**Problem requirements:**
Rewrite each line of the records, replacing "wooden shelf" with "metal rack" and keeping everything else the same. Omit the pictures from your answer.

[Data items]
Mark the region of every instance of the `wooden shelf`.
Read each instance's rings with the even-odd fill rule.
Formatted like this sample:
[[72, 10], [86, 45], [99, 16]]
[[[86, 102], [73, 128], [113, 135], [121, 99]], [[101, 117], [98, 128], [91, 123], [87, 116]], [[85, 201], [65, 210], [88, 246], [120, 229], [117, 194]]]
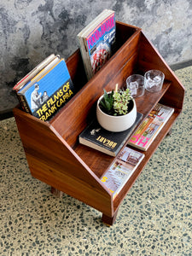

**Reply to the exercise:**
Mark the region of every instance of the `metal rack`.
Read each instance's rings with the even-odd fill rule.
Formatted like this sample:
[[72, 10], [86, 45], [99, 16]]
[[[86, 102], [73, 128], [113, 135], [121, 99]], [[101, 117], [98, 128], [91, 123], [87, 116]], [[85, 201], [65, 210], [88, 246], [120, 229], [117, 194]]]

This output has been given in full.